Exercise task A:
Give every distinct year mentioned in the flying jeeps text, in chronological order.
Exercise task B:
Revise the flying jeeps text from "The VZ-6 was powered" up to and including "prototypes in 1960.", replacing "flipped over" with "rolled over".

Text:
* While the Army was pursuing the flying platforms, they were also investigating larger rotorcraft along similar lines, called the "flying jeeps". Some sources imply that they were intended mostly for hovercraft operation, with an ability to fly over obstacles or impassable terrain when necessary, while other sources indicate they were regarded as helicopter-like utility vehicles that operated normally as flying machines. Whatever the case, the US Army Transportation Research Command began an investigation into the flying jeeps in 1956, leading to award of contracts for prototypes to Chrysler, Curtiss-Wright, and Piasecki in 1957.
* Chrysler developed two prototypes of their "VZ-6" flying jeep, delivering them to the Army in late 1958. The VZ-6 was a single-seat vehicle, shaped like a rectangular box, with two ducted rotors in the box front and back. There were rubber skirts around the bottom, and vanes underneath the rotors to provide airflow for forward motion.
The VZ-6 was powered by a single 373 kW (500 HP) piston engine and had a gross weight of 1,080 kilograms (2,380 pounds). Tethered flights performed in 1959 indicated that the VZ-6 was not very controllable, and was also badly underpowered. On the VZ-6's first untethered flight attempt, it flipped over. The pilot escaped serious injury, but the vehicle was badly damaged. The Army recognized the VZ-6 as a lost cause and got rid of both prototypes in 1960.
* The Curtiss-Wright entry was the "VZ-7", also known as the "Flying Truck", with two prototypes delivered to the Army in mid-1958. The VZ-7 was a simple metal truss with a pilot up front and four horizontal propellers at each of four corners. The props were all driven by a single 317 kW (425 SHP) Turbomeca Artouste turboshaft engine, mounted underneath the central beam. The props were originally ducted, but the ducts were removed after initial test flights. The aircraft was guided by differential pitch between the propellers, and a rudder in the turbine exhaust.

Raw records:

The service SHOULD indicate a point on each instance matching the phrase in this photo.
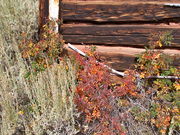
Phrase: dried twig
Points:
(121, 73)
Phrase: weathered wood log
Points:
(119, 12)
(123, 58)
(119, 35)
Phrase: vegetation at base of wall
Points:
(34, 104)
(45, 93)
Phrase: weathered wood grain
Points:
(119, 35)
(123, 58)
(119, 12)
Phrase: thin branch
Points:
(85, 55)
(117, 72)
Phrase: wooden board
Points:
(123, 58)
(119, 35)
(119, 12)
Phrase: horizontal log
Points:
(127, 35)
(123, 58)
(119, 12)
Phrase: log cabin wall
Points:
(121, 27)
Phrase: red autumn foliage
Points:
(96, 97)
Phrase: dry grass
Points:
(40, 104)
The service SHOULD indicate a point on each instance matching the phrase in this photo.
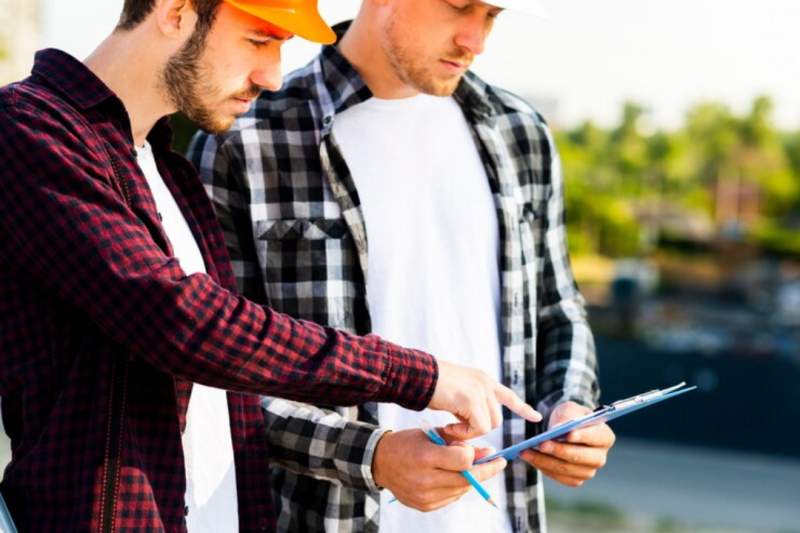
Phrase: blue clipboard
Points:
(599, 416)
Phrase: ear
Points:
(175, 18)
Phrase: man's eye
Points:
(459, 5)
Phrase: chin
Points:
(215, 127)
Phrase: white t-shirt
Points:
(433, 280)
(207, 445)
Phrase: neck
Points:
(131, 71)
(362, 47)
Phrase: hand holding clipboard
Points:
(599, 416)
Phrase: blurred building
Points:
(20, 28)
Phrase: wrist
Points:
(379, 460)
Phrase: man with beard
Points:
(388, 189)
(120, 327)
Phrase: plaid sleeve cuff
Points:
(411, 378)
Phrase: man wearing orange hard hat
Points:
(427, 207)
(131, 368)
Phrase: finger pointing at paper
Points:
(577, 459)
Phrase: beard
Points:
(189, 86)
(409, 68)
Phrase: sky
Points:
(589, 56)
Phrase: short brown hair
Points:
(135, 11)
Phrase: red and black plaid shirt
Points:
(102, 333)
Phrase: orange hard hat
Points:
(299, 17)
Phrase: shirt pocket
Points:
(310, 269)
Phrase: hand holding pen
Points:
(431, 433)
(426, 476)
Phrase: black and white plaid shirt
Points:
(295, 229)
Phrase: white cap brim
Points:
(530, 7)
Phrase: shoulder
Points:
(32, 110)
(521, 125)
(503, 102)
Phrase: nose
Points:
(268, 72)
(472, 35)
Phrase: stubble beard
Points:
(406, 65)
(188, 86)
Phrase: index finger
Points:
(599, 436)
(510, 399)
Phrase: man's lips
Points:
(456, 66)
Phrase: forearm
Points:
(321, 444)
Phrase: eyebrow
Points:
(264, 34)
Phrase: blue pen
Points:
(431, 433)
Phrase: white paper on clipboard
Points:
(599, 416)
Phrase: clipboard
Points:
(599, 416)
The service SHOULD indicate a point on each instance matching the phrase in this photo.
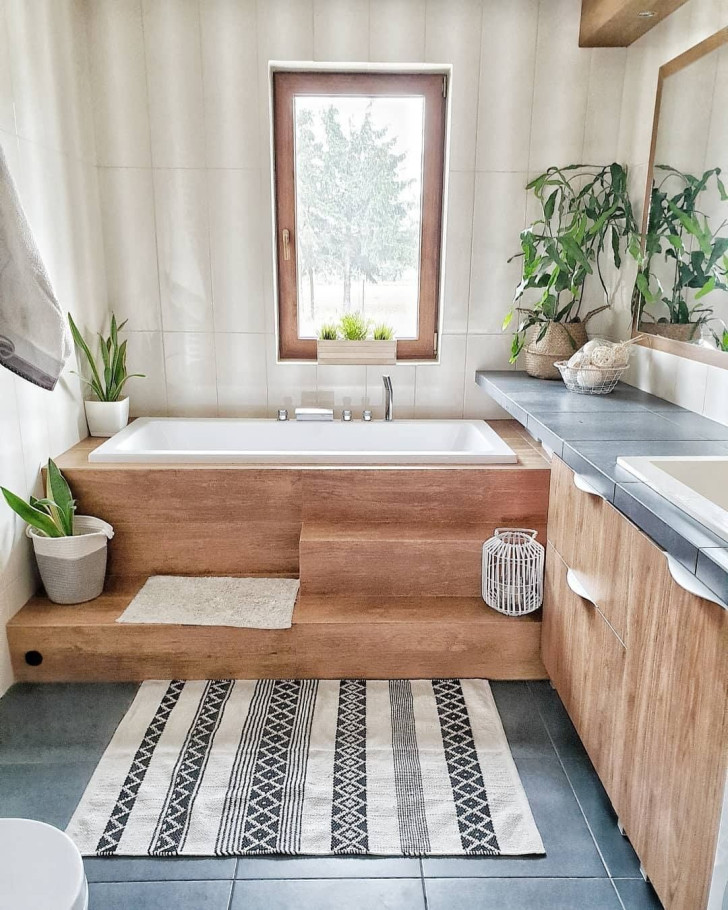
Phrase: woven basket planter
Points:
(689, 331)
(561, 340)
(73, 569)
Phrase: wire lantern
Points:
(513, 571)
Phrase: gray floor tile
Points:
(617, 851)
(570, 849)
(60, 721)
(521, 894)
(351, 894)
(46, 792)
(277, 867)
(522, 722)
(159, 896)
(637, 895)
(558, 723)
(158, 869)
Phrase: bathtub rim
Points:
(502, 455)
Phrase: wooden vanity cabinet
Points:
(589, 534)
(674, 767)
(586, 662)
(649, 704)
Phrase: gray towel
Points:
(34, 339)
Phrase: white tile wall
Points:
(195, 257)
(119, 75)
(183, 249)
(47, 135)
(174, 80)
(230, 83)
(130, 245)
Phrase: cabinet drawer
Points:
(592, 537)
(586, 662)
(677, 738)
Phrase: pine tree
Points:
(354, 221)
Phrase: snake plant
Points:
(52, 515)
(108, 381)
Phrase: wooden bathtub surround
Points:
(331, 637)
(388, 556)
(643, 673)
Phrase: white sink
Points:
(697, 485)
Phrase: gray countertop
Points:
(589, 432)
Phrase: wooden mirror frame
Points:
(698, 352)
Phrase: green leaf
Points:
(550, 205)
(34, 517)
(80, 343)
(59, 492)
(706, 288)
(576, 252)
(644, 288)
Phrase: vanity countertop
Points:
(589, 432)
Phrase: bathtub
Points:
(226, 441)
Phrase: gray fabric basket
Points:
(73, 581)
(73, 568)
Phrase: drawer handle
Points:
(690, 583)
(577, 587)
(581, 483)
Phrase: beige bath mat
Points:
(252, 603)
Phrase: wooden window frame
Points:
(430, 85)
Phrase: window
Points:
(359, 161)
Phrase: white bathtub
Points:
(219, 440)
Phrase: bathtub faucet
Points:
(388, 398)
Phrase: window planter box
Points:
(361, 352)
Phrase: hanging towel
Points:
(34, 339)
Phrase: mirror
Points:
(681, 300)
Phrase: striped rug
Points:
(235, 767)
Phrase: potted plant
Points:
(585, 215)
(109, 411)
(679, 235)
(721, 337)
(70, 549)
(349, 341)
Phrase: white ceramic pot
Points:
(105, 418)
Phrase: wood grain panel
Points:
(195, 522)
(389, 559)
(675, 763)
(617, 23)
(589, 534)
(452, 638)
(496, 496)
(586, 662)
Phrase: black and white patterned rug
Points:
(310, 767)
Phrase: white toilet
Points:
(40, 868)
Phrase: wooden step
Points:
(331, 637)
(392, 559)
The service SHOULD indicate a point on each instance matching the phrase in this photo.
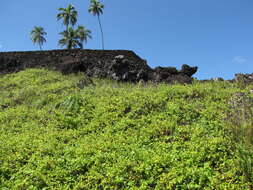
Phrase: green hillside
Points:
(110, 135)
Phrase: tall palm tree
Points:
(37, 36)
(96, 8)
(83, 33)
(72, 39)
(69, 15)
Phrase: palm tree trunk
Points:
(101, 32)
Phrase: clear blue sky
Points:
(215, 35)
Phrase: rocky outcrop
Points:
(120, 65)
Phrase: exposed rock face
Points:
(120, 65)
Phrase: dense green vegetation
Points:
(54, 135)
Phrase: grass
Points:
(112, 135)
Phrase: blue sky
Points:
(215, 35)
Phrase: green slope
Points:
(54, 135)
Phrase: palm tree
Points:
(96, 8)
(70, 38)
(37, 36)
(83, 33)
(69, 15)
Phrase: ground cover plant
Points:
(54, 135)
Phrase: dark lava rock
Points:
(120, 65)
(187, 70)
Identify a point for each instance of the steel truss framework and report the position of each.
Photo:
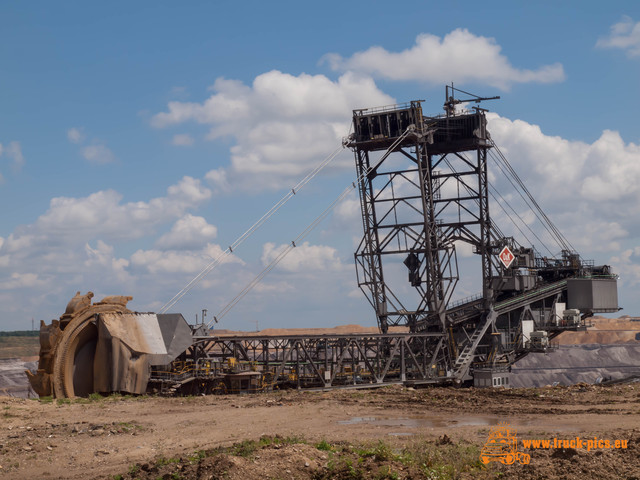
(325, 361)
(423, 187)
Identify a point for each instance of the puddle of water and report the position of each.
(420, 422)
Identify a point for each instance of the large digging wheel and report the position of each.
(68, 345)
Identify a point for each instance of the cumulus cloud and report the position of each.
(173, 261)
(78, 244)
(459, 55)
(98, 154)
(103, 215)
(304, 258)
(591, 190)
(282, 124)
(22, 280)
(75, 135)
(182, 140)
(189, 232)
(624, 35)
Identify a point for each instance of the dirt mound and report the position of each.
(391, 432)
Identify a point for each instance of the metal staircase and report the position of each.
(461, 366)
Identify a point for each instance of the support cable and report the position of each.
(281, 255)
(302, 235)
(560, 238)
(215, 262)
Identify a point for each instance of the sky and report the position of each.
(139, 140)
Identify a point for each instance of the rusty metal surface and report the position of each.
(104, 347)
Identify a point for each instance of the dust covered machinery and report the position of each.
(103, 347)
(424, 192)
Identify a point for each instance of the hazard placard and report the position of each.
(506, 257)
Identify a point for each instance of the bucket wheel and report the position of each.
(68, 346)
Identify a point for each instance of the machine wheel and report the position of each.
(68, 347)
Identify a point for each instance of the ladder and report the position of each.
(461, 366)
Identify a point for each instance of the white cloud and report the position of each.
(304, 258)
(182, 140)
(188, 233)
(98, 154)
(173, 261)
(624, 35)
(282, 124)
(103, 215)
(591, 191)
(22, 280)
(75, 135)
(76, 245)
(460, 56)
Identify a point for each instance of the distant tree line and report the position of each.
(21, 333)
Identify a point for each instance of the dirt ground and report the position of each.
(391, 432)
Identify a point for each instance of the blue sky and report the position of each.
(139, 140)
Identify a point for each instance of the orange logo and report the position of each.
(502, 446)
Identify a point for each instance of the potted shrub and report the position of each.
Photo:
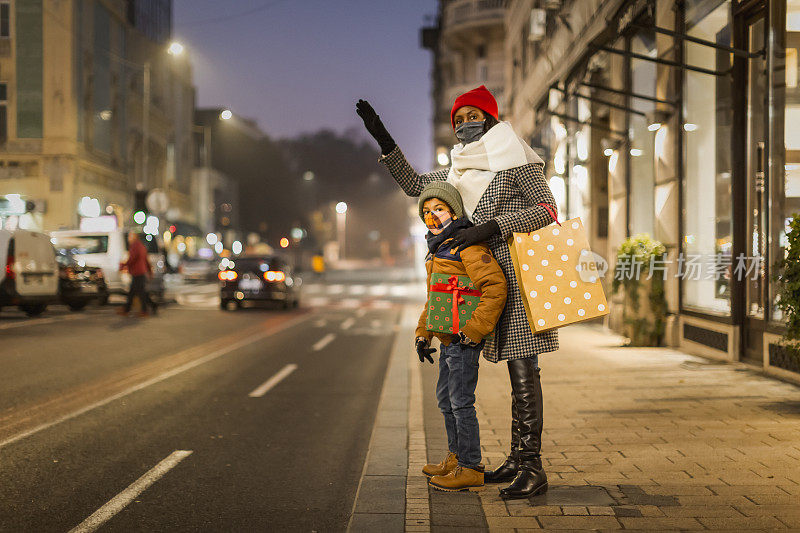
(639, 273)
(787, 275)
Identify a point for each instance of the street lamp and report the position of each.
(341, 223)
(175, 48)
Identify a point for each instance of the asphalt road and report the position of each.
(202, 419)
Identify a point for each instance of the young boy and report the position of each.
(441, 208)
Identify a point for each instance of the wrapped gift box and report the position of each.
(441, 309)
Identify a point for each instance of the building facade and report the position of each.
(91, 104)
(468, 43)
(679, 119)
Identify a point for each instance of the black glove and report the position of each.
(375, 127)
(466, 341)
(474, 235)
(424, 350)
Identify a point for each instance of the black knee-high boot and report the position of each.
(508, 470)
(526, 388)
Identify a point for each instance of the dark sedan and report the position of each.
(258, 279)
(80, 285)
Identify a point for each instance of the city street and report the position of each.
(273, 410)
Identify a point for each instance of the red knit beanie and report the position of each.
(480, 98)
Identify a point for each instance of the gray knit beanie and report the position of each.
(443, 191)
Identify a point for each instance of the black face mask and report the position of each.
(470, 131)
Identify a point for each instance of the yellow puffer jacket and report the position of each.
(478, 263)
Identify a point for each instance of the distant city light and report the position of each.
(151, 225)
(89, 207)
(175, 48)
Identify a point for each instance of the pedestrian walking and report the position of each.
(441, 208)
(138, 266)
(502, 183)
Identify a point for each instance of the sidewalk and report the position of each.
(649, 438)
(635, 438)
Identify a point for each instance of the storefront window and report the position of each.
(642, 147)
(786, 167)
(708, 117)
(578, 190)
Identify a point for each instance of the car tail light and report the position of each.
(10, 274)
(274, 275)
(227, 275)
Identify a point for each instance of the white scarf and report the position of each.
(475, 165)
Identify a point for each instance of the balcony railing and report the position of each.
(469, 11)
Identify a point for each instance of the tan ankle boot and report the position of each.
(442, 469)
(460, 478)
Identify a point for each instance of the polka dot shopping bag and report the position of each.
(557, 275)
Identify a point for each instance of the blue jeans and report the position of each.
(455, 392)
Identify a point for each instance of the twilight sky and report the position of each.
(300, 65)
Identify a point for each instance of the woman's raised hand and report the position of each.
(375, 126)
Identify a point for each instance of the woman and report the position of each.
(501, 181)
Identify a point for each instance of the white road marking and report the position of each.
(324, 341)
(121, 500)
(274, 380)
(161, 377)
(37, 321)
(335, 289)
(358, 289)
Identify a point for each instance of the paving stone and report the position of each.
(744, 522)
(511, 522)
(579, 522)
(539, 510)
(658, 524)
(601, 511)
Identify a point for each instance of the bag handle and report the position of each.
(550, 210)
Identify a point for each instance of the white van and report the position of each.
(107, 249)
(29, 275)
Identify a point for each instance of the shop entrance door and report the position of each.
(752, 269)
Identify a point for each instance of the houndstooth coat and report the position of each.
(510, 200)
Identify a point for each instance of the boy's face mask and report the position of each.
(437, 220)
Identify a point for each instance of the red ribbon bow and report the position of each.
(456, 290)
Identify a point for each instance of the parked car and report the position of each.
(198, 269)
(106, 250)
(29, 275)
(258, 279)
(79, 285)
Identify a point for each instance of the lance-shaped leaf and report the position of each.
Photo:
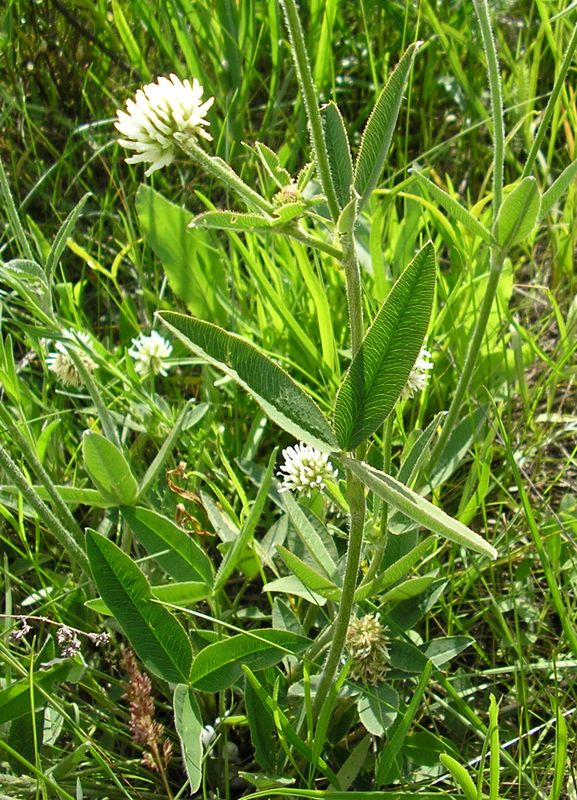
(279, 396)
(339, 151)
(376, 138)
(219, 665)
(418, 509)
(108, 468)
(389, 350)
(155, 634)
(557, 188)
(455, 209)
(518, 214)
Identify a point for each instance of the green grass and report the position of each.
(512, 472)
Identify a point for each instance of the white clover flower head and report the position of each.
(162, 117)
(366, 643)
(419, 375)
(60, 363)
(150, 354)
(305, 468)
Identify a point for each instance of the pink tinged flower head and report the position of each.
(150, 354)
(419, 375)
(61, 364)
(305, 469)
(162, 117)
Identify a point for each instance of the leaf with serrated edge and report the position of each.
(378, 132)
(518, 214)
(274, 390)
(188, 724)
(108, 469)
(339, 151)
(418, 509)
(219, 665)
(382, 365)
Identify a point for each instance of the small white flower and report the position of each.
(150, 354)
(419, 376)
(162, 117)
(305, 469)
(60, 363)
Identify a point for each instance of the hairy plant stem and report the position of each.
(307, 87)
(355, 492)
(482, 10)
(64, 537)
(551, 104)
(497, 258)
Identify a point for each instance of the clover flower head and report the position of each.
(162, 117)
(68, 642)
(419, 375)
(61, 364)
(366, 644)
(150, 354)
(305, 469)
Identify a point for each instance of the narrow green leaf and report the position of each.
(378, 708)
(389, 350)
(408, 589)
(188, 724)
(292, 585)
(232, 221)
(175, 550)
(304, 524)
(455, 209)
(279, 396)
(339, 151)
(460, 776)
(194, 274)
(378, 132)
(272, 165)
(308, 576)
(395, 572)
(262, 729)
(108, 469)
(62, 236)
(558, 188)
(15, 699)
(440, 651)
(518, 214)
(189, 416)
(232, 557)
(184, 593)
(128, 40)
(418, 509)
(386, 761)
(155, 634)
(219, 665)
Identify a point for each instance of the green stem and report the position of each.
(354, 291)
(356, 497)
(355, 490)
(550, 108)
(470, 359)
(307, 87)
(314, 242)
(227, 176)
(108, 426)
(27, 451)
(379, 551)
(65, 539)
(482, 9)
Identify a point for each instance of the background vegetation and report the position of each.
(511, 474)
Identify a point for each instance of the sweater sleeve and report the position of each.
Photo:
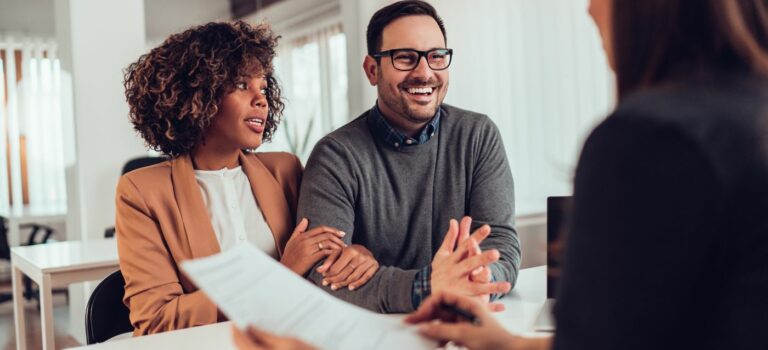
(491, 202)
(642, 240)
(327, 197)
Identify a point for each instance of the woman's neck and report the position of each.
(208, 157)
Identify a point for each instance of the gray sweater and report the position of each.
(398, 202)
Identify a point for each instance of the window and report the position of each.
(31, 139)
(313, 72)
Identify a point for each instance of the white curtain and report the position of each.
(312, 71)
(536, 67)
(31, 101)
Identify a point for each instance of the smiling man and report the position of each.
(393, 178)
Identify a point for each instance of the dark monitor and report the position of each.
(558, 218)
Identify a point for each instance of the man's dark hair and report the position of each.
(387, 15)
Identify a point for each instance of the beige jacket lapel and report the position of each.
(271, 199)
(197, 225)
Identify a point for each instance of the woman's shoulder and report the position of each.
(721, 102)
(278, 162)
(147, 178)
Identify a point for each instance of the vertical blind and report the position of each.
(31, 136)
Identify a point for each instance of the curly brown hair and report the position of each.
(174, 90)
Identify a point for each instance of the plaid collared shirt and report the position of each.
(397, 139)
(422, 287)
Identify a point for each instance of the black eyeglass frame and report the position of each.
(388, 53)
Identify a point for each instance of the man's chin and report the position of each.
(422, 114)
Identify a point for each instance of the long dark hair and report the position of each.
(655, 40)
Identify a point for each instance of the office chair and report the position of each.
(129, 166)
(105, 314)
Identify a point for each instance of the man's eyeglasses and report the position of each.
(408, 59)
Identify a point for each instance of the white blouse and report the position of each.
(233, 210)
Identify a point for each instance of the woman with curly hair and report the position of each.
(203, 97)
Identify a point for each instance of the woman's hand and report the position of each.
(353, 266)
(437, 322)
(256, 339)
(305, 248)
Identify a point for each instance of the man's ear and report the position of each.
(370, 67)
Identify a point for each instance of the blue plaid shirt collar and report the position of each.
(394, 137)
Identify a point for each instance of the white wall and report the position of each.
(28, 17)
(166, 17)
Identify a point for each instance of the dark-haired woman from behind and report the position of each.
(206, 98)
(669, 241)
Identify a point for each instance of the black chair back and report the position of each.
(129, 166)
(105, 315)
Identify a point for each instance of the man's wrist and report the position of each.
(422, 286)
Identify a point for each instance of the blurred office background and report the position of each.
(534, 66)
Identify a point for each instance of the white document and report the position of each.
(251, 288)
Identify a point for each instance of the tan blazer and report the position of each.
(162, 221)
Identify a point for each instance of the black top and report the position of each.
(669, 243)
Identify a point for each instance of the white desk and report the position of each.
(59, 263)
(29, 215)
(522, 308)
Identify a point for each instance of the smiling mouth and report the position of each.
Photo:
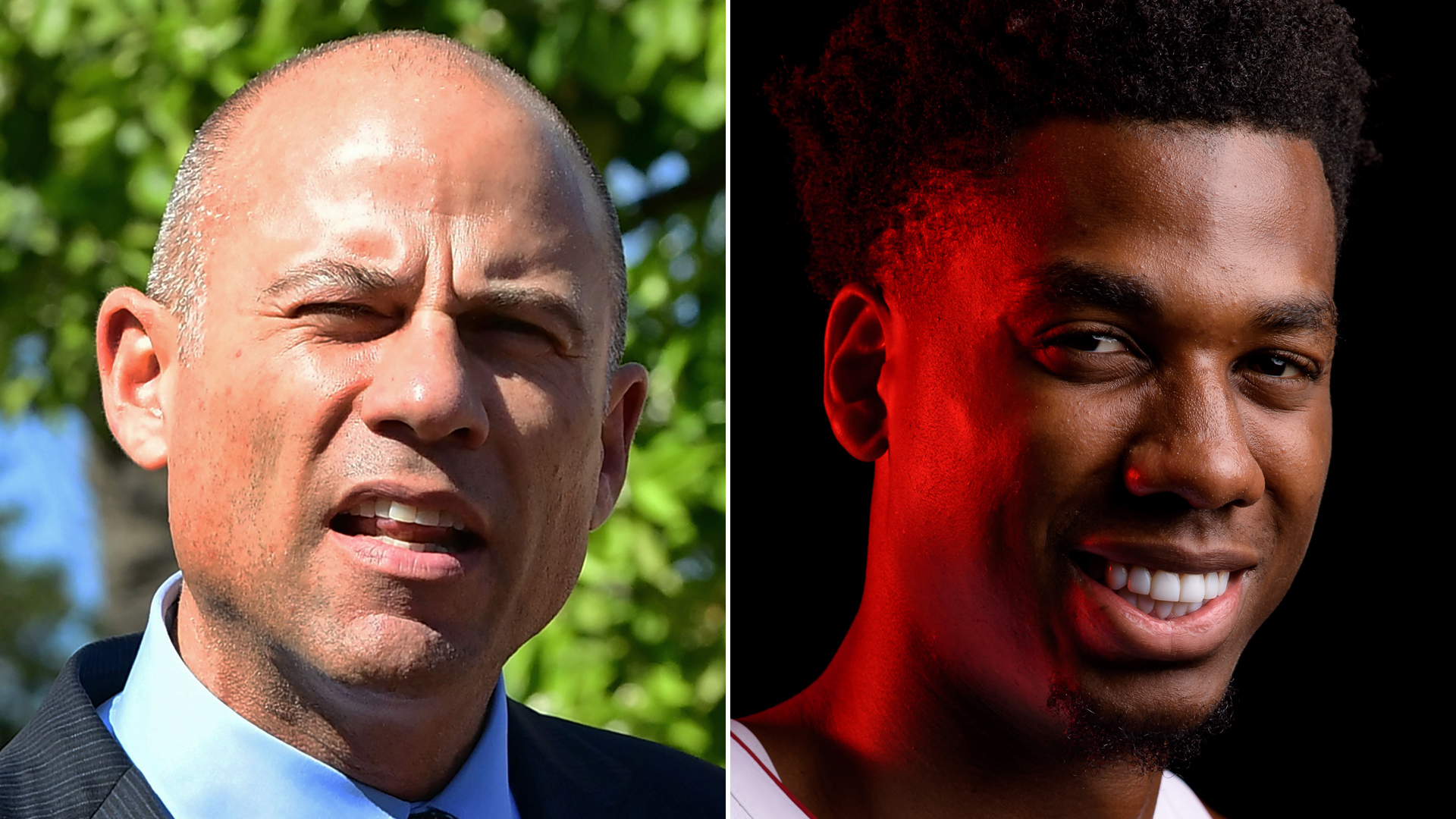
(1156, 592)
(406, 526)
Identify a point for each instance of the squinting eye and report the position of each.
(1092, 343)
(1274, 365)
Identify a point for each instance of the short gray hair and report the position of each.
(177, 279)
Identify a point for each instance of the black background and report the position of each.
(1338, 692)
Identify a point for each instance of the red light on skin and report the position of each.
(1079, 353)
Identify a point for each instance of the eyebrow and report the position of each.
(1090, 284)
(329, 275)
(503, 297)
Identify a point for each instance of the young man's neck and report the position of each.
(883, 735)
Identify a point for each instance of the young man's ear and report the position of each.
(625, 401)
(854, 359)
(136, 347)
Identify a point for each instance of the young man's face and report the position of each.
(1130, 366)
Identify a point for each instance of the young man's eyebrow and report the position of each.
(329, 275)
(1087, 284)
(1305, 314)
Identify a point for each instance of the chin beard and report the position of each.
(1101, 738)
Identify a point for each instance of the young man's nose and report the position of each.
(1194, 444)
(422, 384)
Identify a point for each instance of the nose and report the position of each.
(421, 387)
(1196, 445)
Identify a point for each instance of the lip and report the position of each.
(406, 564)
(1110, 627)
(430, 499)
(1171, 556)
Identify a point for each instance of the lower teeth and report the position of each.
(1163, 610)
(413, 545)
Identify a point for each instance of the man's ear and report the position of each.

Exercise answer A:
1956, 1957, 1958, 1959, 1960

Exercise answer B:
The VZ-6 was powered by a single 373 kW (500 HP) piston engine and had a gross weight of 1,080 kilograms (2,380 pounds). Tethered flights performed in 1959 indicated that the VZ-6 was not very controllable, and was also badly underpowered. On the VZ-6's first untethered flight attempt, it rolled over. The pilot escaped serious injury, but the vehicle was badly damaged. The Army recognized the VZ-6 as a lost cause and got rid of both prototypes in 1960.